BEGIN

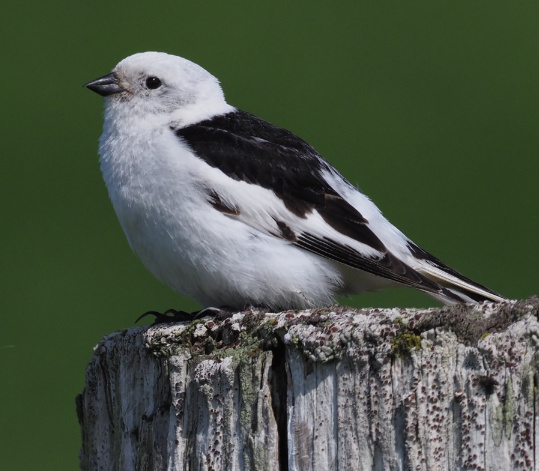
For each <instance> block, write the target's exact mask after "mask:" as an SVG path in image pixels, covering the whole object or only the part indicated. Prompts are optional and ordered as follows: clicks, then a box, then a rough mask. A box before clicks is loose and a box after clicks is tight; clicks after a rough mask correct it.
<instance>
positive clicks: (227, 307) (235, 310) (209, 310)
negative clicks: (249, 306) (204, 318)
mask: <svg viewBox="0 0 539 471" xmlns="http://www.w3.org/2000/svg"><path fill="white" fill-rule="evenodd" d="M236 312H238V311H237V310H236V309H232V308H231V307H230V306H221V307H205V308H204V309H201V310H200V311H198V312H194V313H193V314H195V316H196V317H195V319H198V318H200V317H204V316H210V317H212V316H213V318H214V319H215V320H216V321H224V320H225V319H228V318H229V317H232V316H233V315H234V313H236Z"/></svg>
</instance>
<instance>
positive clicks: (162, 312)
mask: <svg viewBox="0 0 539 471" xmlns="http://www.w3.org/2000/svg"><path fill="white" fill-rule="evenodd" d="M199 312H200V311H195V312H192V313H189V312H185V311H177V310H176V309H167V310H166V311H165V312H159V311H147V312H145V313H144V314H142V315H141V316H139V318H138V319H137V320H136V321H135V324H136V323H137V322H138V321H140V320H141V319H144V318H145V317H146V316H155V319H154V321H153V323H154V325H155V324H171V323H173V322H191V321H193V320H195V319H196V318H197V314H198V313H199Z"/></svg>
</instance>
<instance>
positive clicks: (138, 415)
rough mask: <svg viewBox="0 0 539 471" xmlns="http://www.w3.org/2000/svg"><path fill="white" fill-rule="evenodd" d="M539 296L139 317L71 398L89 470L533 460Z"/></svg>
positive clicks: (98, 362)
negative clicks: (194, 321)
mask: <svg viewBox="0 0 539 471" xmlns="http://www.w3.org/2000/svg"><path fill="white" fill-rule="evenodd" d="M538 316H539V298H537V297H533V298H530V299H527V300H523V301H511V302H507V303H503V304H499V305H496V304H490V303H487V304H482V305H479V306H475V307H474V306H454V307H444V308H433V309H427V310H424V309H422V310H416V309H362V310H356V309H351V308H347V307H341V306H334V307H330V308H325V309H317V310H311V311H290V312H283V313H277V314H274V313H266V312H263V311H257V310H251V311H246V312H243V313H238V314H235V315H234V316H233V317H232V318H230V319H226V320H225V321H222V322H216V321H215V320H211V319H207V318H206V319H202V320H200V321H196V322H194V323H192V324H172V325H157V326H149V327H134V328H131V329H129V330H126V331H123V332H116V333H114V334H111V335H108V336H106V337H105V338H104V339H103V340H102V341H101V342H100V343H99V344H98V345H97V346H96V348H95V351H94V355H93V357H92V360H91V362H90V363H89V365H88V368H87V372H86V386H85V389H84V391H83V393H82V394H81V395H80V396H79V397H78V398H77V411H78V416H79V422H80V424H81V430H82V448H81V457H80V461H81V468H82V469H83V470H92V471H94V470H130V471H131V470H168V471H177V470H281V471H282V470H286V469H290V470H299V471H303V470H326V469H327V470H408V469H410V470H411V469H413V470H445V469H448V470H465V469H474V470H509V469H537V468H539V457H538V456H537V454H536V448H535V443H537V440H536V438H537V433H539V428H538V427H537V414H536V407H537V373H538V371H537V369H538V365H539V354H538V352H539V349H538V344H539V323H538Z"/></svg>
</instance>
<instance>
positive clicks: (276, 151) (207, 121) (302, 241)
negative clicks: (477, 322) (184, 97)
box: [173, 110, 460, 301]
mask: <svg viewBox="0 0 539 471" xmlns="http://www.w3.org/2000/svg"><path fill="white" fill-rule="evenodd" d="M173 131H174V132H175V134H176V136H178V138H180V139H181V140H182V141H184V142H185V143H186V144H187V145H188V146H189V147H190V148H191V149H192V150H193V151H194V153H195V154H196V155H197V156H198V157H199V158H201V159H203V160H204V161H205V162H206V163H207V164H208V165H210V166H212V167H215V168H218V169H219V170H221V171H222V172H223V173H225V174H226V175H227V176H229V177H230V178H232V179H234V180H238V181H245V182H247V183H253V184H257V185H260V186H261V187H263V188H266V189H270V190H272V191H273V192H274V193H275V195H277V197H279V198H280V199H281V200H282V201H283V203H284V205H285V206H286V208H287V209H288V210H289V211H291V212H292V213H294V214H295V215H296V216H298V217H301V218H306V217H307V215H308V214H309V213H311V212H312V211H314V210H316V211H317V212H318V213H319V214H320V215H321V216H322V218H323V219H324V221H325V222H326V223H328V224H329V225H330V226H332V227H333V228H334V229H335V230H337V231H338V232H340V233H342V234H343V235H346V236H348V237H350V238H352V239H354V240H356V241H358V242H360V243H362V244H365V245H367V246H369V247H371V248H373V249H375V250H377V251H378V252H380V257H366V256H364V255H362V254H361V253H360V252H359V251H357V250H355V249H354V248H352V247H350V246H347V245H343V244H342V243H339V242H337V241H334V240H331V239H328V238H325V237H323V238H320V237H318V236H316V235H314V234H309V233H306V232H301V233H296V232H295V231H294V230H293V228H290V227H288V226H287V225H286V224H285V223H284V222H282V221H276V223H277V226H278V227H279V229H280V234H279V235H280V236H281V237H283V238H285V239H288V240H290V241H291V242H293V243H294V244H296V245H297V246H299V247H302V248H303V249H305V250H309V251H311V252H313V253H316V254H318V255H321V256H324V257H327V258H329V259H332V260H335V261H338V262H341V263H343V264H345V265H349V266H351V267H354V268H358V269H360V270H364V271H367V272H369V273H372V274H374V275H378V276H381V277H383V278H388V279H391V280H394V281H397V282H399V283H403V284H405V285H409V286H414V287H416V288H419V289H421V290H424V291H429V292H435V293H443V295H444V296H447V297H449V298H452V299H455V300H457V301H460V298H458V297H457V296H456V295H454V294H453V293H452V292H450V291H448V290H446V289H445V288H442V287H441V286H440V285H439V284H437V283H435V282H433V281H431V280H429V279H428V278H426V277H424V276H423V275H421V274H419V273H418V272H416V271H415V270H413V269H412V268H411V267H409V266H408V265H406V264H405V263H403V262H402V261H401V260H399V259H397V258H396V257H394V256H393V255H391V254H390V253H389V252H388V250H387V249H386V247H385V245H384V244H383V243H382V241H381V240H380V239H379V238H378V237H377V236H376V235H375V234H374V233H373V232H372V230H371V229H370V228H369V226H368V221H367V220H366V219H365V218H364V217H363V216H362V215H361V214H360V213H359V211H358V210H357V209H356V208H354V207H353V206H352V205H350V204H349V203H348V202H347V201H346V200H344V199H343V198H342V197H341V196H340V195H339V194H338V193H337V192H336V191H335V190H334V189H333V188H332V187H331V186H330V185H329V184H328V183H327V181H326V180H325V179H324V177H323V172H324V171H329V172H333V173H337V171H336V170H335V169H333V168H332V167H331V166H330V165H329V164H328V163H327V162H325V161H324V160H323V159H322V158H321V157H320V155H319V154H318V153H317V152H316V150H315V149H314V148H313V147H311V146H310V145H309V144H308V143H307V142H305V141H304V140H302V139H300V138H299V137H297V136H296V135H295V134H293V133H292V132H290V131H287V130H286V129H283V128H280V127H278V126H275V125H273V124H270V123H268V122H266V121H264V120H262V119H260V118H258V117H256V116H254V115H252V114H250V113H247V112H244V111H240V110H236V111H233V112H230V113H227V114H224V115H219V116H215V117H213V118H211V119H208V120H205V121H201V122H200V123H197V124H193V125H190V126H186V127H183V128H177V129H176V128H175V129H173ZM216 200H218V195H211V203H212V204H213V205H214V207H216V209H218V206H217V205H216V203H215V201H216ZM227 209H229V208H227ZM227 212H229V211H227Z"/></svg>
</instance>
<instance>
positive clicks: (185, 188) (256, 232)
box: [102, 142, 342, 309]
mask: <svg viewBox="0 0 539 471" xmlns="http://www.w3.org/2000/svg"><path fill="white" fill-rule="evenodd" d="M141 145H143V144H141ZM153 145H154V149H156V148H157V149H159V146H155V142H154V143H153ZM148 148H150V146H148ZM176 149H177V147H176ZM139 155H140V153H139ZM127 157H128V156H127ZM174 157H175V159H174V160H172V159H170V160H167V156H166V152H165V151H162V152H160V153H158V154H157V155H156V154H155V153H154V154H153V157H152V156H151V155H150V156H148V155H147V156H146V158H145V159H144V161H141V162H139V161H137V159H136V158H131V159H130V158H129V157H128V158H126V156H125V155H123V154H122V157H121V159H116V160H114V159H110V160H107V159H106V158H105V159H102V170H103V174H104V177H105V181H106V183H107V186H108V188H109V194H110V197H111V200H112V203H113V205H114V208H115V210H116V213H117V215H118V218H119V220H120V223H121V225H122V227H123V229H124V232H125V234H126V236H127V239H128V241H129V244H130V245H131V247H132V249H133V250H134V251H135V252H136V254H137V255H138V256H139V257H140V259H141V260H142V262H143V263H144V265H145V266H146V267H147V268H148V269H149V270H150V271H151V272H152V273H153V274H154V275H155V276H156V277H157V278H158V279H159V280H161V281H163V282H164V283H166V284H168V285H169V286H170V287H172V288H173V289H174V290H176V291H178V292H179V293H182V294H185V295H188V296H190V297H192V298H194V299H195V300H197V301H198V302H199V303H201V304H202V305H204V306H222V305H228V306H231V307H234V308H243V307H245V306H247V305H249V304H251V305H259V306H268V307H270V308H274V309H278V308H280V307H283V306H285V307H296V308H307V307H314V306H320V305H327V304H330V303H331V302H332V301H333V299H334V296H335V293H336V292H337V291H338V289H339V287H340V285H341V283H342V281H341V277H340V275H339V272H338V270H337V268H336V267H335V264H334V263H332V262H330V261H329V260H326V259H324V258H322V257H319V256H317V255H314V254H311V253H309V252H307V251H304V250H302V249H298V248H297V247H295V246H293V245H292V244H291V243H290V242H288V241H286V240H283V239H280V238H278V237H274V236H272V235H269V234H267V233H264V232H261V231H258V230H257V229H255V228H253V227H251V226H248V225H246V224H245V223H243V222H241V221H238V220H236V219H233V218H231V217H229V216H227V215H225V214H223V213H221V212H220V211H218V210H217V209H215V208H214V207H212V206H211V204H210V203H209V202H208V199H207V198H208V197H207V193H206V192H204V191H202V183H203V181H204V178H205V176H204V174H203V172H201V170H200V169H199V167H198V166H199V164H200V162H199V161H198V159H197V158H196V157H194V156H193V155H192V153H190V152H187V151H186V152H185V154H184V155H183V156H180V158H178V155H177V153H176V155H175V156H174ZM118 160H120V164H118ZM202 168H204V167H202ZM205 170H206V173H207V168H206V169H205Z"/></svg>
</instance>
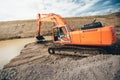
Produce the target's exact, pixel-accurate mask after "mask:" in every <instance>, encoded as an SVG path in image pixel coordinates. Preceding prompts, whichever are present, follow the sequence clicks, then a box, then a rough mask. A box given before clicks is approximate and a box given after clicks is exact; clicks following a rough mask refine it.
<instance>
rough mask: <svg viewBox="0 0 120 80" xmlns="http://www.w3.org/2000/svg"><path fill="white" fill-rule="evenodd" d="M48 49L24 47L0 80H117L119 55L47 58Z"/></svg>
mask: <svg viewBox="0 0 120 80" xmlns="http://www.w3.org/2000/svg"><path fill="white" fill-rule="evenodd" d="M49 46H50V44H49V43H45V44H36V43H30V44H28V45H26V46H25V47H24V49H23V50H22V51H21V53H20V55H19V56H17V57H16V58H14V59H12V60H11V62H10V63H9V64H7V65H6V66H4V69H3V70H0V80H119V79H120V55H111V54H99V55H90V56H89V57H87V56H78V55H77V56H75V55H67V54H66V55H65V54H54V55H49V54H48V52H47V48H48V47H49ZM79 54H80V53H79Z"/></svg>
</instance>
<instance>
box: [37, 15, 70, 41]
mask: <svg viewBox="0 0 120 80" xmlns="http://www.w3.org/2000/svg"><path fill="white" fill-rule="evenodd" d="M37 21H38V25H37V36H36V38H37V39H38V40H39V41H43V40H44V38H43V36H42V35H41V34H40V30H41V22H42V21H43V22H54V23H55V26H57V27H60V26H61V25H66V26H68V28H69V30H70V31H72V28H71V26H70V25H69V24H68V23H67V22H66V21H65V20H64V19H63V18H62V17H61V16H59V15H56V14H38V15H37Z"/></svg>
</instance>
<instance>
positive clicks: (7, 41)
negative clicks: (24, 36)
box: [0, 38, 35, 69]
mask: <svg viewBox="0 0 120 80" xmlns="http://www.w3.org/2000/svg"><path fill="white" fill-rule="evenodd" d="M31 42H35V38H25V39H13V40H5V41H0V69H2V68H3V66H4V65H5V64H7V63H8V62H9V61H10V60H11V59H12V58H14V57H15V56H17V55H19V54H20V51H21V49H22V48H23V47H24V46H25V44H28V43H31Z"/></svg>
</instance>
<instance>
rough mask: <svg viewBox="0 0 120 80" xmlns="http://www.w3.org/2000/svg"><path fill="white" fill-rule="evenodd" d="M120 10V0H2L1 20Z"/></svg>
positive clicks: (103, 11) (91, 14)
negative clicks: (41, 14)
mask: <svg viewBox="0 0 120 80" xmlns="http://www.w3.org/2000/svg"><path fill="white" fill-rule="evenodd" d="M114 12H120V0H0V21H11V20H24V19H36V14H37V13H55V14H59V15H61V16H62V17H75V16H92V15H106V14H111V13H114Z"/></svg>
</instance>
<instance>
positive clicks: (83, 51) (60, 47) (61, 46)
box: [48, 45, 120, 54]
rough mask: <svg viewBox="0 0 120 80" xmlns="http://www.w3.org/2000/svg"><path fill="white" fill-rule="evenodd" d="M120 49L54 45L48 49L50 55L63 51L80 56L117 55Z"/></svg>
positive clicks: (88, 46) (71, 45)
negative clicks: (91, 54)
mask: <svg viewBox="0 0 120 80" xmlns="http://www.w3.org/2000/svg"><path fill="white" fill-rule="evenodd" d="M119 50H120V49H117V48H115V46H114V47H89V46H87V47H86V46H72V45H52V46H51V47H49V48H48V53H49V54H55V53H56V52H58V53H60V52H61V51H63V52H64V51H66V52H74V53H80V54H109V53H110V54H117V53H120V51H119Z"/></svg>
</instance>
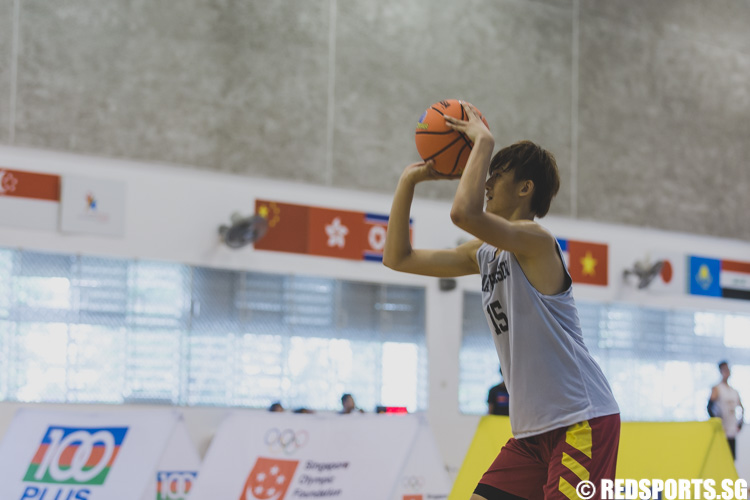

END

Give again, exactly, the lines from the start of the data through the one holding "positive clicks: (138, 415)"; omit the pictures.

TASK ANSWER
For each <instance> block, write the target's exact mask after "mask:" as an SVG path in image pixels, covering the whole object or only the part indicated. Prompts are optional and ordered as follows: clicks, then a box, then a rough mask. A box before clicks is loose and a box after clicks is tight; clicks after a rough mask correct it.
<instance>
positive clicks: (227, 307) (235, 310) (209, 310)
negative clicks: (249, 306) (204, 318)
mask: <svg viewBox="0 0 539 471" xmlns="http://www.w3.org/2000/svg"><path fill="white" fill-rule="evenodd" d="M236 312H238V311H237V310H236V309H232V308H231V307H230V306H221V307H205V308H204V309H201V310H200V311H198V312H194V313H193V314H195V316H196V317H195V319H198V318H200V317H204V316H210V317H212V316H213V318H214V319H215V320H216V321H224V320H225V319H228V318H229V317H232V316H233V315H234V313H236Z"/></svg>
</instance>
<instance>
positive clicks: (162, 312)
mask: <svg viewBox="0 0 539 471" xmlns="http://www.w3.org/2000/svg"><path fill="white" fill-rule="evenodd" d="M199 312H200V311H195V312H192V313H189V312H185V311H177V310H176V309H167V310H166V311H165V312H159V311H147V312H145V313H144V314H142V315H141V316H139V318H138V319H137V320H136V321H135V324H136V323H137V322H138V321H140V320H141V319H144V318H145V317H146V316H155V319H154V321H153V323H154V325H155V324H171V323H173V322H191V321H193V320H195V319H196V318H197V314H198V313H199Z"/></svg>
</instance>
<instance>
positive clicks: (138, 415)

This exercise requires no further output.